• Task instructions
Each image should be skipped while the records are restated word for word.
=== Dataset entries ===
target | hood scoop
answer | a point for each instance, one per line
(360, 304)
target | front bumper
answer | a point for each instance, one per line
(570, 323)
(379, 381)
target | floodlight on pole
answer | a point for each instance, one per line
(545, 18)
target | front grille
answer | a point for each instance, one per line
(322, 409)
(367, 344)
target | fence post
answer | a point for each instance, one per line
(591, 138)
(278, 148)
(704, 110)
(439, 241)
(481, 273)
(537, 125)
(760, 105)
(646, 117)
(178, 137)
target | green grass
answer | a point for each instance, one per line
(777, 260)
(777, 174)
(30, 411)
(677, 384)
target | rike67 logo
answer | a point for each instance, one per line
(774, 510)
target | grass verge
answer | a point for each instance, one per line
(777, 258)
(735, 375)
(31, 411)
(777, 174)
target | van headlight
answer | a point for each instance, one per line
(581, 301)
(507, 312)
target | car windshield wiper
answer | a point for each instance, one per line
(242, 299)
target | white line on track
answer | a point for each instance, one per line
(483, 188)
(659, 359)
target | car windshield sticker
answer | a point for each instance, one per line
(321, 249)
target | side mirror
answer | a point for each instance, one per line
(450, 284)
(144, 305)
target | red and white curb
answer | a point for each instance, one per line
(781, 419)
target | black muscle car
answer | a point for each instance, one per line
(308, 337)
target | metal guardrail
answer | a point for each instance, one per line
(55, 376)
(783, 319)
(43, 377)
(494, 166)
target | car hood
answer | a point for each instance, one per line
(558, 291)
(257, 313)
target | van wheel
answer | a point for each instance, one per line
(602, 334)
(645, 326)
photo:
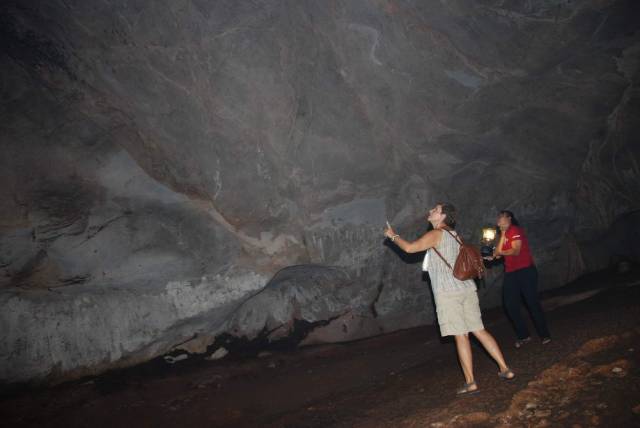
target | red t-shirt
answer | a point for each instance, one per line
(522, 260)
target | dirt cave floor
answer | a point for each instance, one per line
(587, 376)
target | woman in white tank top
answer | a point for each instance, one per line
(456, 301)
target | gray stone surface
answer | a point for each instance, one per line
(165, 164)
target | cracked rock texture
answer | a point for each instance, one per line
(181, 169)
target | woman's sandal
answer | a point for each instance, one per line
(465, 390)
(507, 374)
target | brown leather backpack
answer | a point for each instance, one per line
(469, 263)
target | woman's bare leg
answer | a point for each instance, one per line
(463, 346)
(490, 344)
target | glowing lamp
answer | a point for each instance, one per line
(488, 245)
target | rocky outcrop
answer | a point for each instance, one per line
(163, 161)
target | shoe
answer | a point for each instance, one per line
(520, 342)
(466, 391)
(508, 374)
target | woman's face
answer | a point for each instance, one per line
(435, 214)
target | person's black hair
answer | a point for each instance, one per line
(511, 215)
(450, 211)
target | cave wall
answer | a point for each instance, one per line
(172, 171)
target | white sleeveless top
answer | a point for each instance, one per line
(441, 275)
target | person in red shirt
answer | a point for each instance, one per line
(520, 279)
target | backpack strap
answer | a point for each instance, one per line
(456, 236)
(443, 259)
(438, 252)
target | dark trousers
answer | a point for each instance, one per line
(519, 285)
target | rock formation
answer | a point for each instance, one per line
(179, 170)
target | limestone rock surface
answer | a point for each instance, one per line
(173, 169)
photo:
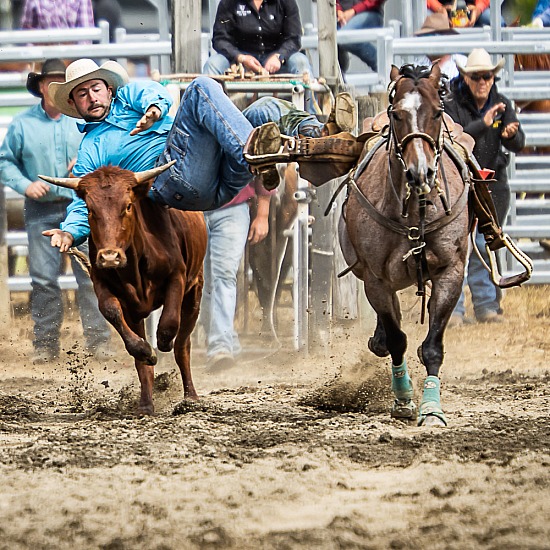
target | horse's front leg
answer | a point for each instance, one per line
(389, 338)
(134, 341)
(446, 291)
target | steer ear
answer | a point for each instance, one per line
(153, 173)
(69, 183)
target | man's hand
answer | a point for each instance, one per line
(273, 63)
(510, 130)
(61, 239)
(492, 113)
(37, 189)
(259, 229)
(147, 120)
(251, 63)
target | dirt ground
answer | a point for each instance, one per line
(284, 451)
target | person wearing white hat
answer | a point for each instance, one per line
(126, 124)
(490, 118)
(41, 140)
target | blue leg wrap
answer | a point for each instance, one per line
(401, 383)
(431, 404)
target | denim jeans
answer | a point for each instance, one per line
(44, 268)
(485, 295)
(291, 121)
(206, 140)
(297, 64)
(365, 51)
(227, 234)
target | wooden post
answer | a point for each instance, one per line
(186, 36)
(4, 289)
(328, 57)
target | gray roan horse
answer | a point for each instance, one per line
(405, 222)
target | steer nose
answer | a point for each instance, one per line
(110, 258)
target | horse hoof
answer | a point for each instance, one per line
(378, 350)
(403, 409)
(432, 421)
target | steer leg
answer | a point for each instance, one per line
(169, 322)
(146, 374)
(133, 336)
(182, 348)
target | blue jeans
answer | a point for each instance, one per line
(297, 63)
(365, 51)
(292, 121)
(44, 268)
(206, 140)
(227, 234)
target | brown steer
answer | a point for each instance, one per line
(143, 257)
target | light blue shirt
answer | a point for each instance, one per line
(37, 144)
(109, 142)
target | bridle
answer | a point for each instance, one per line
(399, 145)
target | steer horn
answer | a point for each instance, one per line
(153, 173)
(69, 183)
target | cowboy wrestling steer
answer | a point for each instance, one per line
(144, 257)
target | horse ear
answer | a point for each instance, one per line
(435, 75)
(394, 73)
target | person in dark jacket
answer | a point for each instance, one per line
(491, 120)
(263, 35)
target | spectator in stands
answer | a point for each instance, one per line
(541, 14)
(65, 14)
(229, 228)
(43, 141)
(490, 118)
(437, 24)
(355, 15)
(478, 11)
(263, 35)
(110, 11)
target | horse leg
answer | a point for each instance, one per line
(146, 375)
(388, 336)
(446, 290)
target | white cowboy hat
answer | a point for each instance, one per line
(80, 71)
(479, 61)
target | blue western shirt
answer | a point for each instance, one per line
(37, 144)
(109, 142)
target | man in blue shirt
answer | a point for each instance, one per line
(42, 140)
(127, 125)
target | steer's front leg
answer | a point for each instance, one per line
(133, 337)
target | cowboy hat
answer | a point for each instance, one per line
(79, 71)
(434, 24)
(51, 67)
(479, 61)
===
• Response area
target | hood scoop
answer | a point for each instance, one per line
(360, 304)
target | front bumper
answer | a point for each instance, one per line
(570, 323)
(379, 381)
target | floodlight on pole
answer | a point for each instance, one per line
(545, 18)
target | front grille
answer | a point for each instance, one per line
(322, 409)
(367, 344)
target | fence post
answer | a point for each instance, one per line
(591, 138)
(278, 148)
(704, 110)
(439, 241)
(481, 273)
(537, 125)
(760, 105)
(646, 117)
(178, 137)
target | green grass
answer | a point for each instance, one per line
(777, 260)
(777, 174)
(30, 411)
(677, 384)
target | rike67 logo
answer | a point for each instance, one per line
(774, 510)
target | grass verge
answer | a point for each instance, one per line
(777, 258)
(735, 375)
(31, 411)
(777, 174)
target | van headlight
answer | a point for each instance, one per line
(581, 301)
(507, 312)
target | car windshield wiper
answer | a point for each instance, one per line
(242, 299)
target | white line on track
answer | a point for each instance, one per line
(483, 188)
(659, 359)
target | car windshield sticker
answer | a point for each instance, one per line
(321, 249)
target | side mirror
answer | a point for each instance, one per line
(450, 284)
(144, 305)
target | red and white curb
answer | a point for each instance, one per line
(781, 419)
target | black muscle car
answer | a point for each instance, one per line
(308, 337)
target | metal guardrail
answer | a point for each instance, one per line
(55, 376)
(783, 319)
(43, 377)
(494, 166)
target | car hood
answer | a point for each instance, one per line
(558, 291)
(257, 313)
target | van wheel
answer | a point for each instance, one per line
(602, 334)
(645, 326)
photo:
target | red t-shirt
answer | a point for each instance, one per line
(522, 260)
target | dirt cave floor
answer | a point for each instance, one per line
(587, 376)
target | woman in white tank top
answer | a point for each instance, one per line
(456, 301)
target | gray stone surface
answer | a point for each instance, one per line
(165, 164)
target | cracked rock texture
answer | a point for each instance, one per line
(181, 169)
target | woman's sandal
answer | a point for each instance, one per line
(465, 390)
(507, 374)
target | brown leather backpack
answer | a point for each instance, one per line
(469, 263)
target | woman's bare leg
answer | a point for each instance, one per line
(463, 346)
(490, 344)
target | glowing lamp
answer | a point for each instance, one per line
(488, 245)
target | rocky outcrop
answer | a point for each instance, one per line
(163, 161)
target | shoe
answer | a point for each instance, one per line
(520, 342)
(466, 391)
(508, 374)
target | woman's face
answer | a point for each instance, one per line
(435, 214)
target | person's black hair
answer | a point for each instance, one per line
(511, 215)
(450, 211)
target | cave wall
answer | a point for each instance, one per line
(172, 171)
target | white sleeveless top
answer | a point for each instance, one per line
(441, 275)
target | person in red shirt
answer | a point for each instance, one per line
(520, 279)
target | backpack strap
answer | a point for each instance, one per line
(456, 236)
(443, 259)
(438, 252)
target | dark trousers
answer | a point for each instance, one per line
(519, 285)
target | rock formation
answer | a point for each instance, one per line
(179, 170)
target | limestone rock surface
answer | a point for each instance, one per line
(173, 169)
photo:
target | horse's front leg
answer | a point for each instance, one per line
(389, 338)
(134, 341)
(446, 291)
target | steer ear
answer | a point for each instance, one per line
(153, 173)
(69, 183)
target | man's hand
answer | a point for each instance, one per line
(273, 63)
(510, 130)
(61, 239)
(492, 113)
(37, 189)
(259, 229)
(147, 120)
(251, 63)
target | dirt ground
answer | a point for each instance, one per line
(284, 451)
target | person wearing white hat
answer | a point for each instance, one per line
(126, 124)
(490, 118)
(41, 140)
target | blue leg wrap
answer | a point for each instance, one per line
(401, 383)
(431, 404)
target | denim jeans
answer | a point for each instance, one per line
(44, 268)
(485, 295)
(291, 121)
(206, 140)
(297, 64)
(365, 51)
(227, 234)
target | wooden post
answer | a point for each instance, one per line
(186, 36)
(4, 289)
(328, 57)
target | gray roan horse
answer | a point for each instance, one per line
(405, 222)
target | steer nose
answer | a point for each instance, one per line
(110, 258)
target | horse hoof
answer | a point for each instance, one per line
(378, 350)
(403, 409)
(432, 421)
target | steer leg
answer | a point for each instance, one per line
(169, 322)
(146, 374)
(133, 336)
(182, 348)
target | blue jeans
answer | a point for each instance, one per line
(297, 63)
(365, 51)
(292, 121)
(44, 268)
(206, 140)
(227, 234)
target | brown steer
answer | a point for each instance, one per line
(143, 257)
target | light blue shirt
answer | a point for each instance, one per line
(37, 144)
(109, 142)
target | bridle
answer | a point for each instance, one per line
(399, 145)
target | steer horn
answer | a point for each instance, one per line
(153, 173)
(69, 183)
target | cowboy wrestling steer
answer | a point for each instance, one per line
(144, 257)
target | horse ear
answer | a point for each instance, one per line
(435, 75)
(394, 73)
target | person in dark jacket
answer | a point for each instance, one per line
(491, 120)
(263, 35)
target | spectator in stands
answer | a point for each instance, one per line
(541, 14)
(65, 14)
(229, 228)
(43, 141)
(490, 118)
(437, 24)
(355, 15)
(478, 11)
(263, 35)
(110, 11)
target | horse leg
answer | a point for each instance, one per line
(146, 375)
(388, 336)
(446, 290)
target | white cowboy hat
answer | a point for each instance, one per line
(80, 71)
(479, 61)
target | blue western shirt
answer | a point for each instance, one per line
(37, 144)
(109, 142)
target | man in blue shirt
answer | a point for each instance, one per line
(42, 140)
(127, 125)
target | steer's front leg
answer | a point for each instance, one per line
(133, 337)
target | cowboy hat
answer | a point for each instance, one per line
(79, 71)
(434, 24)
(51, 67)
(479, 61)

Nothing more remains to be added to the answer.